• REQUIRED TASK
Reproduce the listing from its first line through the line containing "pixel 240 509", substituting "point" for "dot" and leaving everything else unchanged.

-- Start --

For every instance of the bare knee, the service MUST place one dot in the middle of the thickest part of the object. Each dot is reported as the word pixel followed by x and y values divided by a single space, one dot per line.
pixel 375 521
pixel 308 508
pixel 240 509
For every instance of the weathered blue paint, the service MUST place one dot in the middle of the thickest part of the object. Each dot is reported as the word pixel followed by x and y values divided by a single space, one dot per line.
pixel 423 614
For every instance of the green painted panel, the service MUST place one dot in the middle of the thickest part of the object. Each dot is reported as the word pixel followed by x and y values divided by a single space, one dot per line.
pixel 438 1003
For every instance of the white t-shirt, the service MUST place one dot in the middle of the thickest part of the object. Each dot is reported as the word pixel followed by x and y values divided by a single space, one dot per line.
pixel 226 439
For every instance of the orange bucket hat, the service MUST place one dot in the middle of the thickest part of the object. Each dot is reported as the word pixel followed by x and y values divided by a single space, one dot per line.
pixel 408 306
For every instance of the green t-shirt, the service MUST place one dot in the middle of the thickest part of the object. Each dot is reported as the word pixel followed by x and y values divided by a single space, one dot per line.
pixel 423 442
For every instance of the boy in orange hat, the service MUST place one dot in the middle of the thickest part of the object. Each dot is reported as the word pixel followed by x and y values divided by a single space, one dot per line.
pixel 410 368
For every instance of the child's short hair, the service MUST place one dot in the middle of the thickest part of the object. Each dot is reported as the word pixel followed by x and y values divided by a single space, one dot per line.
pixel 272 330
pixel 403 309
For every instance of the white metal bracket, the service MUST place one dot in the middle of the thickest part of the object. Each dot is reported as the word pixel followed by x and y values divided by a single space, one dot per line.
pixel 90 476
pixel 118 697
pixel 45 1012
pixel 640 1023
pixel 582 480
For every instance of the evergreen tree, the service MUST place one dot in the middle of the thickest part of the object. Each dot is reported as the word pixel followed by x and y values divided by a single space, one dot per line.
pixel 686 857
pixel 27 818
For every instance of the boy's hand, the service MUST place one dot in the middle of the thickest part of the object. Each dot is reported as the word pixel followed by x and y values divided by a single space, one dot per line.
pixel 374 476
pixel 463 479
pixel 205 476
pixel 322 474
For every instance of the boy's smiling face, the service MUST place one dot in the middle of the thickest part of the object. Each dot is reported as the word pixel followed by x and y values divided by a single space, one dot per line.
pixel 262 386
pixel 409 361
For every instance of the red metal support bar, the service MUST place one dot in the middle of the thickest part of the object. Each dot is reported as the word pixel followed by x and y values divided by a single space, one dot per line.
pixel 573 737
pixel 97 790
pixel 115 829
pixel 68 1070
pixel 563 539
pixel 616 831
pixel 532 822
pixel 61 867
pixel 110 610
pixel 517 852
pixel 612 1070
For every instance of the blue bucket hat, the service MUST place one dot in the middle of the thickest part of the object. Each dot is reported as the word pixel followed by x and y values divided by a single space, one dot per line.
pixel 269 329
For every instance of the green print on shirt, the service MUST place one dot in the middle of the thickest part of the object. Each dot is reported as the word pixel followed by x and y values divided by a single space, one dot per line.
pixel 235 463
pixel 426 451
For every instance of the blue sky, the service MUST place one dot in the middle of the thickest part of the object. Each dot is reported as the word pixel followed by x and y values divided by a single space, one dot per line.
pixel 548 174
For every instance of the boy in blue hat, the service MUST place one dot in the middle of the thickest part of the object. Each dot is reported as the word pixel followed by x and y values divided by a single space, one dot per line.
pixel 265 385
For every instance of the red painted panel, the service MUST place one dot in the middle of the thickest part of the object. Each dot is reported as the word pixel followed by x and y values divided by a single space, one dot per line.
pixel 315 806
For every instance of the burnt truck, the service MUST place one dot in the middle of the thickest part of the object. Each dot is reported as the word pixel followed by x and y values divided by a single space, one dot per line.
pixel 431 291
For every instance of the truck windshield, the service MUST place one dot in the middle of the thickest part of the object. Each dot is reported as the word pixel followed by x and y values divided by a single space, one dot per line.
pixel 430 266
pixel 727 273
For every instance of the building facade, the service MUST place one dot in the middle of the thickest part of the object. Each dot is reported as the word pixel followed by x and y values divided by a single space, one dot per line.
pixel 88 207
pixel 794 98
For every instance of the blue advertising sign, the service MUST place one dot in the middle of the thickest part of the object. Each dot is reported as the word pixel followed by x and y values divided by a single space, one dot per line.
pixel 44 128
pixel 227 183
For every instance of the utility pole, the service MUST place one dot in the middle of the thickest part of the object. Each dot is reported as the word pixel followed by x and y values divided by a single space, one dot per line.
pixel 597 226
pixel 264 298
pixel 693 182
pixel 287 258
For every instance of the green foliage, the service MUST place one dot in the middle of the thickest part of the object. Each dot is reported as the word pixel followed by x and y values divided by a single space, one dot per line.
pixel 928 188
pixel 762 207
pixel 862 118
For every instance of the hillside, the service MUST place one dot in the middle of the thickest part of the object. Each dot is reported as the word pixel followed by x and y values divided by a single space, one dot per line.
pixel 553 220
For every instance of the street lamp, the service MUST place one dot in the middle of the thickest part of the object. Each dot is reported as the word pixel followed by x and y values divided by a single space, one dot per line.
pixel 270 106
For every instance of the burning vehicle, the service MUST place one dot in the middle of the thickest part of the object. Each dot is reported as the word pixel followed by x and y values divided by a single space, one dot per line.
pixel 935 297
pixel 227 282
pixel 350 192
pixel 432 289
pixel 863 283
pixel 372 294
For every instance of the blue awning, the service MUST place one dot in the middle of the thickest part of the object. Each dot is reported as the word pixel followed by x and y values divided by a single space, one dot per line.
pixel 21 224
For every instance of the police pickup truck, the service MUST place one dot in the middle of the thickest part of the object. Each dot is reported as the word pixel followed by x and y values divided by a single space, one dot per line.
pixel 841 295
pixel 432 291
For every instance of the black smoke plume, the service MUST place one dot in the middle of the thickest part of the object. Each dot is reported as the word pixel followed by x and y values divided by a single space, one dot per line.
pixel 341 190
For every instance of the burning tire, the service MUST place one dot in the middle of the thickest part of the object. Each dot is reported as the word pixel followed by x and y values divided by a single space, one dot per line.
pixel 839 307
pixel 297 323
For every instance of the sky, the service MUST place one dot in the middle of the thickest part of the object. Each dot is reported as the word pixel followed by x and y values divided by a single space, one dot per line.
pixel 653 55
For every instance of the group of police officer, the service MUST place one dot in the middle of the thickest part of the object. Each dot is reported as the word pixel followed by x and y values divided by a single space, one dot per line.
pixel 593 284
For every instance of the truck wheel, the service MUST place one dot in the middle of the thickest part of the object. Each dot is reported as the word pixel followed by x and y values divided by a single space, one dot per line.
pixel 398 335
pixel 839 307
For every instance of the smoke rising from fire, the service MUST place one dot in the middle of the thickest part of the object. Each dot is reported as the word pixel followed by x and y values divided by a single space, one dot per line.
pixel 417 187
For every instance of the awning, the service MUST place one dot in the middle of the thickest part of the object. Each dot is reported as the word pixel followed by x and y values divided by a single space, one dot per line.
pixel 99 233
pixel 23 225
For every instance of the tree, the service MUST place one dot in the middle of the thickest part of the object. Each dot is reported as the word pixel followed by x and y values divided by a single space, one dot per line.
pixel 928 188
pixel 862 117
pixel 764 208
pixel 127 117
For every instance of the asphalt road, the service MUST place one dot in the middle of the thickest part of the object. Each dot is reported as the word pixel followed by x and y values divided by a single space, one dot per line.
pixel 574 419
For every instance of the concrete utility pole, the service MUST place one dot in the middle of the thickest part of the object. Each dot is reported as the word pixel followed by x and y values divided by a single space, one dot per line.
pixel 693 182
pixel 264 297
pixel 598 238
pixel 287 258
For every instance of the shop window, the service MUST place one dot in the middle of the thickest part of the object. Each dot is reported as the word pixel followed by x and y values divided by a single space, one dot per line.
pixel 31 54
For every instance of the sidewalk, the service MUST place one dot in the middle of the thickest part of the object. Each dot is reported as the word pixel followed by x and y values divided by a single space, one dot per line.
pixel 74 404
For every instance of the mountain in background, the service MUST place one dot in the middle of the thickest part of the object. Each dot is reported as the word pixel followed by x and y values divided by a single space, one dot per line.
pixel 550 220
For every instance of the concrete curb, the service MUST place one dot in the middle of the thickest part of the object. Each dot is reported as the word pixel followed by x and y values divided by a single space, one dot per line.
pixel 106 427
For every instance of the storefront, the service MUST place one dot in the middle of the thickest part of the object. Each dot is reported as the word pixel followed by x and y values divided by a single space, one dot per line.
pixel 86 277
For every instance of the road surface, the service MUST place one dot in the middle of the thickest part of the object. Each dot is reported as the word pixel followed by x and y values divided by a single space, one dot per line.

-- End --

• SOLUTION TO THIS TASK
For every instance of the bare knee, the service MUST place one point in the middle of the thickest part of the object. Each point is reported as the word pixel followed by x and y values divided by a single space, one point per line.
pixel 375 521
pixel 308 508
pixel 240 509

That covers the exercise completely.